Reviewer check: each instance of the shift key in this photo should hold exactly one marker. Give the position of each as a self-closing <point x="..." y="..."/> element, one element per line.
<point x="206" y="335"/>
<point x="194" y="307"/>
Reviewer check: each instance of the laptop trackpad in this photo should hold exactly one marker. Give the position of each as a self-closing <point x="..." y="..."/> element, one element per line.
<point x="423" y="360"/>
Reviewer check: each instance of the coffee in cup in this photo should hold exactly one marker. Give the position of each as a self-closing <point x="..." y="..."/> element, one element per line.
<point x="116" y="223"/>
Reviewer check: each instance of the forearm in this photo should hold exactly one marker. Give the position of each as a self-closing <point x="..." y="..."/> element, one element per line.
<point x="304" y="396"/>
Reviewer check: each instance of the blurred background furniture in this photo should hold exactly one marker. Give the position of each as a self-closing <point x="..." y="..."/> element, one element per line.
━━━━━━━━━━━━━━━━━━━━━━━━━━━━━━
§ **INSTRUCTIONS FOR THE TASK**
Nothing in the data may be left out; copy every line exactly.

§ **RESULT BELOW**
Reviewer check: each instance of the shift key in this photo should hold exactly one marker. Give the position of each as a self-closing <point x="..." y="..."/> element, one element per line.
<point x="206" y="335"/>
<point x="194" y="307"/>
Reviewer check: each instance of the laptop trackpad in this photo should hold exactly one marker. Give the position of each as a self-closing <point x="..." y="..."/> element, one element per line.
<point x="423" y="360"/>
Reviewer check: each instance of the coffee in cup in this photo should hold exactly one marker. Give the position of each as a self-closing <point x="..." y="..."/> element, one element per line.
<point x="116" y="223"/>
Reviewer check: each instance of the forearm in this photo should hold exactly one marker. Give the position of each as a self-closing <point x="..." y="..."/> element, one element per line.
<point x="304" y="396"/>
Reviewer check: each instance of the blurred background furniture in this photo should hold exactly one marker. Give the position of each as a self-closing <point x="..." y="..."/> element, one element per line.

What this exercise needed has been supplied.